■ **Source material**

=== Section Start ===

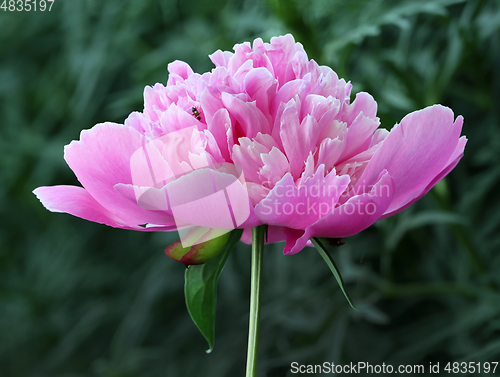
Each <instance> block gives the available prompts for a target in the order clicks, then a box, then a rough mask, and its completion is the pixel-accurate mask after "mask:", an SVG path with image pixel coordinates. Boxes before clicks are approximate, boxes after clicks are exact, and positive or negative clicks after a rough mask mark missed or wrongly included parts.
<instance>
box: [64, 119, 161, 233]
mask: <svg viewBox="0 0 500 377" xmlns="http://www.w3.org/2000/svg"><path fill="white" fill-rule="evenodd" d="M143 145H145V139H144V138H143V136H142V135H141V134H139V133H138V132H137V131H136V130H134V129H132V128H129V127H125V126H122V125H119V124H113V123H103V124H98V125H96V126H94V127H93V128H92V129H90V130H85V131H82V133H81V135H80V140H79V141H72V142H71V143H70V144H69V145H67V146H66V147H65V148H64V158H65V159H66V162H67V163H68V165H69V166H70V168H71V169H72V170H73V172H74V173H75V175H76V177H77V178H78V180H79V181H80V182H81V183H82V185H83V187H85V189H86V190H87V191H88V193H89V194H90V195H91V196H92V197H93V198H94V199H95V200H96V201H97V202H98V203H99V204H101V205H102V206H103V207H104V208H106V209H107V210H108V211H109V212H111V213H113V214H114V215H115V216H116V217H118V218H120V219H122V221H124V223H126V224H128V225H130V226H135V225H139V224H145V223H152V224H160V225H162V224H165V225H169V224H170V219H169V218H168V217H166V216H165V215H164V214H161V213H158V212H155V211H148V210H145V209H143V208H140V207H139V206H138V205H134V204H133V203H131V202H129V201H128V200H127V199H126V198H124V197H123V196H121V195H120V194H119V193H118V192H117V191H116V190H115V189H114V186H115V185H116V184H118V183H124V184H133V181H132V174H131V158H132V155H133V154H134V153H135V152H136V151H137V150H139V149H141V148H143ZM145 169H146V170H147V169H149V167H148V166H145Z"/></svg>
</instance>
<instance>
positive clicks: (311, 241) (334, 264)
mask: <svg viewBox="0 0 500 377" xmlns="http://www.w3.org/2000/svg"><path fill="white" fill-rule="evenodd" d="M311 242H312V243H313V245H314V246H315V247H316V250H318V252H319V254H320V255H321V256H322V257H323V259H324V260H325V262H326V264H327V265H328V267H330V270H331V271H332V273H333V276H335V279H336V280H337V283H339V286H340V289H342V292H343V293H344V296H345V298H346V299H347V302H348V303H349V305H351V308H353V309H354V310H356V311H357V312H359V310H358V309H356V307H355V306H354V304H353V303H352V300H351V298H350V297H349V293H347V289H346V288H345V284H344V280H343V279H342V275H340V271H339V269H338V268H337V265H336V264H335V261H334V260H333V258H332V256H331V255H330V254H329V253H328V251H327V250H326V249H325V247H324V246H323V244H322V243H321V241H320V240H319V238H316V237H313V238H311Z"/></svg>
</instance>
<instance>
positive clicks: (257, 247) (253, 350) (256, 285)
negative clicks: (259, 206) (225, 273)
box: [246, 225, 266, 377]
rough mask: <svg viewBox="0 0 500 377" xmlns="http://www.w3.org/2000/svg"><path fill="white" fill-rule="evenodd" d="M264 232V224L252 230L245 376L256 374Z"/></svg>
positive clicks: (258, 330) (263, 252) (265, 229)
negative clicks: (249, 291)
mask: <svg viewBox="0 0 500 377" xmlns="http://www.w3.org/2000/svg"><path fill="white" fill-rule="evenodd" d="M265 233H266V226H265V225H260V226H258V227H255V228H253V230H252V276H251V285H250V321H249V328H248V354H247V373H246V377H255V376H257V348H258V336H259V317H260V281H261V276H262V257H263V255H264V235H265Z"/></svg>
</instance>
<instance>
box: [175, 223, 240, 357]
mask: <svg viewBox="0 0 500 377" xmlns="http://www.w3.org/2000/svg"><path fill="white" fill-rule="evenodd" d="M242 234H243V229H234V230H233V231H231V235H230V236H229V239H228V241H227V243H226V245H225V246H224V249H223V250H222V252H221V253H220V254H219V255H218V256H217V257H215V258H213V259H211V260H209V261H208V262H206V263H205V264H201V265H193V266H189V268H187V269H186V274H185V285H184V294H185V297H186V307H187V309H188V312H189V315H190V316H191V318H192V320H193V322H194V323H195V325H196V326H197V327H198V329H199V330H200V332H201V333H202V334H203V336H204V337H205V339H206V340H207V342H208V346H209V349H208V350H207V353H210V352H212V350H213V349H214V342H215V308H216V302H217V282H218V280H219V276H220V274H221V272H222V269H223V268H224V266H225V265H226V261H227V259H228V257H229V254H231V251H233V249H234V246H235V245H236V243H237V242H238V241H239V240H240V238H241V235H242Z"/></svg>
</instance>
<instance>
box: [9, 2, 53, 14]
mask: <svg viewBox="0 0 500 377" xmlns="http://www.w3.org/2000/svg"><path fill="white" fill-rule="evenodd" d="M0 1H1V2H2V5H0V9H1V10H3V11H4V12H45V11H46V10H48V11H49V12H50V11H51V10H52V5H53V4H54V1H55V0H3V1H2V0H0Z"/></svg>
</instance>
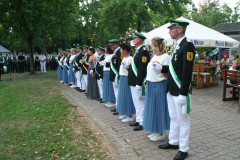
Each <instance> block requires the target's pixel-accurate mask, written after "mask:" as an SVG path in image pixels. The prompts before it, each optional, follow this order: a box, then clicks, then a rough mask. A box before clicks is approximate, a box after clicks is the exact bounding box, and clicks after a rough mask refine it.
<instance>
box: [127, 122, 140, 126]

=== Section End ===

■ **What to work on**
In the material above, how many lines have the word "exact"? Give that number and nothing else.

■ **Result of the exercise**
2